## Required tasks:
• 1. For the test script below, decide whether each statement agrees with it: (a) The simulation uses a world size of 8 GPUs. (b) StableRepPlusLoss is initialized with local_loss set to True. (c) Running the script requires actual GPUs. Answer yes or no for each, and quote the words of the script that decide it.
• 2. In the rows below, retype the lines starting at the line that contains "#detect bush" and ending at the line that contains "top-left (237, 184), bottom-right (285, 246)", including both of those lines.

## Text passage:
——————————
"""
This script tests the StableRepPlusLoss class from loss.py in a simulated
multi-GPU environment. It does not require actual GPUs to run.

Key simulation aspects:
- Simulates a world size of 4 GPUs.
- Mocks the torch.distributed communication functions (`gather_features` and
  `concat_all_gather`) to simulate tensor gathering across devices.
- Initializes StableRepPlusLoss with `local_loss=True`.
- Iterates through each simulated GPU (rank), calculating the loss on its
  local data slice.
- Prints detailed information at each step, including the shapes and values
  of local features, gathered features, logits, ground truth tensors, and losses.
"""
import torch
import loss as loss_module

def run_test():
    """
    Tests the StableRepPlusLoss class in a simulated 4-GPU environment
    with local_loss=True.
    """
    # Set torch print options to prevent truncation and wrapping
    torch.set_printoptions(profile="full", linewidth=2000)

    # --- Simulation Parameters ---
    world_size = 4
    local_batch_size = 4  # Number of captions per GPU
    m = 4                 # Number of images per caption
    feature_dim = 128     # Dimensionality of features
    total_captions = local_batch_size * world_size
    total_images = total_captions * m
    device = torch.device("cpu")

    print("--- Test Setup ---")
    print(f"Simulating {world_size} GPUs.")
    print(f"Local batch size (captions): {local_batch_size}")
    print(f"Images per caption (m): {m}")
    print(f"Total captions: {total_captions}")
    print(f"Total images: {total_images}")
    print(f"Feature dimension: {feature_dim}")
    print("-" * 20)

    # --- Mock Data ---
    # Create global tensors that represent the data across all simulated GPUs.
    torch.manual_seed(42)
    all_image_features = torch.randn(total_images, feature_dim, device=device)
    all_text_features = torch.randn(total_captions, feature_dim, device=device)
    # For this test, StableRep's image_embeddings can be the same as image_features.
    all_image_embeddings = all_image_features
    logit_scale = torch.tensor(1.0, device=device)
——————————
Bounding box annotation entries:

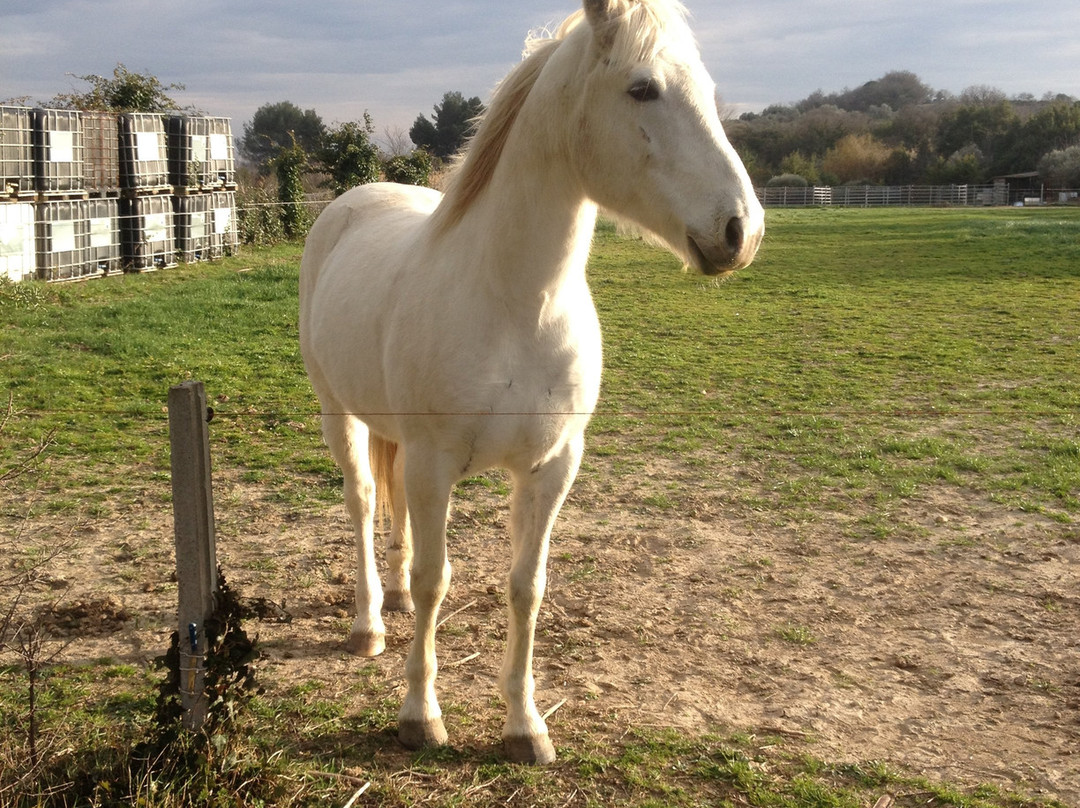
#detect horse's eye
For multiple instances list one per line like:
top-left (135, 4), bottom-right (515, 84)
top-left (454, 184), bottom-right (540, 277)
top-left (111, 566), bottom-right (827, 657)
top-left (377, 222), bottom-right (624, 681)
top-left (626, 79), bottom-right (660, 102)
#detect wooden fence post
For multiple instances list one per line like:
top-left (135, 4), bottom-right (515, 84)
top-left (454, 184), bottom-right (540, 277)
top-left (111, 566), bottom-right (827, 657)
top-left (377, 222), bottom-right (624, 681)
top-left (168, 381), bottom-right (217, 729)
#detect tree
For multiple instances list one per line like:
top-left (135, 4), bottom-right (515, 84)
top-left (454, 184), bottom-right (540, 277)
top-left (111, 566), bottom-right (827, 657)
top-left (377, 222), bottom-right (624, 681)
top-left (1039, 146), bottom-right (1080, 188)
top-left (273, 132), bottom-right (311, 239)
top-left (408, 91), bottom-right (484, 159)
top-left (318, 112), bottom-right (381, 194)
top-left (821, 134), bottom-right (891, 183)
top-left (382, 149), bottom-right (431, 186)
top-left (50, 64), bottom-right (184, 112)
top-left (243, 102), bottom-right (326, 171)
top-left (936, 101), bottom-right (1020, 171)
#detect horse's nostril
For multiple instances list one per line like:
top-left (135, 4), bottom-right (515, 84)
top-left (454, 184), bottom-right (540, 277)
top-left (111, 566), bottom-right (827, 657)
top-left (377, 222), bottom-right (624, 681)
top-left (724, 216), bottom-right (745, 255)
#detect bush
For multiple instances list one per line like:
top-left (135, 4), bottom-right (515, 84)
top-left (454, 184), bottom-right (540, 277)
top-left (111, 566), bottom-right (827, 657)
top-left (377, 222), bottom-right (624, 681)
top-left (382, 149), bottom-right (431, 186)
top-left (237, 184), bottom-right (285, 246)
top-left (1038, 146), bottom-right (1080, 188)
top-left (765, 174), bottom-right (810, 188)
——————————
## Answers by task:
• 1.
(a) No: "Simulates a world size of 4 GPUs."
(b) Yes: "Initializes StableRepPlusLoss with `local_loss=True`."
(c) No: "It does not require actual GPUs to run."

• 2.
#detect bush
For multiple instances list one per line like:
top-left (135, 4), bottom-right (515, 84)
top-left (454, 184), bottom-right (540, 277)
top-left (111, 566), bottom-right (827, 657)
top-left (377, 222), bottom-right (624, 681)
top-left (382, 149), bottom-right (431, 186)
top-left (237, 184), bottom-right (285, 246)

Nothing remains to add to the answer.